* [Problems to solve]:
[a] Translate the sentence "The Internet is a great way to locate such professionals in our communities." from the text below about website information on special needs planning into Spanish.
[b] In the text below about website information on special needs planning, what are many financial institutions expanding to meet the needs of families dealing with disability issues?
[c] Return the part of the text below about website information on special needs planning between "You Can’t Judge" and "a good presentation.", inclusive.

Start of Quoted passage

It should be clear from these examples that no website can provide detailed and current information to cover every possible situation. Instead, it is important for website readers to understand that the information on the Internet is just the beginning of a search for the right answers. The right answers will come only with a subsequent close analysis of the individual’s circumstances: his or her existing and potential benefits, needs, desires, and residence.
You Can’t Judge a Book . . .
Finally, there is the issue of website advertising. As most readers know, attorneys, financial planners, accountants, private care managers and others announce relevant experience and competence in this area. Everyone knows that he or she shouldn’t draw conclusions – positive or negative – about a professional based solely on a website or yellow page advertisement. Most also know that no one monitors what a professional says on a website about her experience in a particular practice area or discipline. Nevertheless, most people do rely on these sources to help them filter out the seemingly endless number of options for professional services. In addition, it’s hard not to be persuaded by a good presentation.
Over the years, increased attention has been given to special needs planning and related disability issues. For example, many financial institutions are expanding their trust and other financial management services to meet the needs of a growing number of families having to deal with disability issues. Lawyers and accountants are dedicating time and resources to learning more about this area of practice. Case managers and other service providers who had previously concentrated solely on the elderly population are expanding their reach and offering privately paid advocacy and services to younger individuals with disabilities. In general, these are good developments because they increase the number of options available to consumers of these services. The Internet is a great way to locate such professionals in our communities.

End of Quoted passage
Start of Dataset entries

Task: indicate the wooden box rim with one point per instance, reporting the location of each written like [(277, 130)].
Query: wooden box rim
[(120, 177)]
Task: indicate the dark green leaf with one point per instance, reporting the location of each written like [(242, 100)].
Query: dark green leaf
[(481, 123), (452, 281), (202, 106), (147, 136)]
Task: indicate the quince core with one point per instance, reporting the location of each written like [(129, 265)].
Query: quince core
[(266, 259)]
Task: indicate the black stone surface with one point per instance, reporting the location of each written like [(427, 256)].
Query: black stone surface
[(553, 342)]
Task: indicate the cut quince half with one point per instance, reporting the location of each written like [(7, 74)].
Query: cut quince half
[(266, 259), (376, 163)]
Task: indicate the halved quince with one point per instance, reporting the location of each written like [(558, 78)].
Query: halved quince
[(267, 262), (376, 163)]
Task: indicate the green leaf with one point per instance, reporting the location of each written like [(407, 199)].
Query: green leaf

End of Dataset entries
Start of Dataset entries

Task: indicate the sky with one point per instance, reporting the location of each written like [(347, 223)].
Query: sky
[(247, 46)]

End of Dataset entries

* [List of answers]:
[a] Internet es una excelente manera de encontrar a dichos profesionales en nuestras comunidades.

[b] Their trust and other financial management services.

[c]
You Can’t Judge a Book . . .
Finally, there is the issue of website advertising. As most readers know, attorneys, financial planners, accountants, private care managers and others announce relevant experience and competence in this area. Everyone knows that he or she shouldn’t draw conclusions – positive or negative – about a professional based solely on a website or yellow page advertisement. Most also know that no one monitors what a professional says on a website about her experience in a particular practice area or discipline. Nevertheless, most people do rely on these sources to help them filter out the seemingly endless number of options for professional services. In addition, it’s hard not to be persuaded by a good presentation.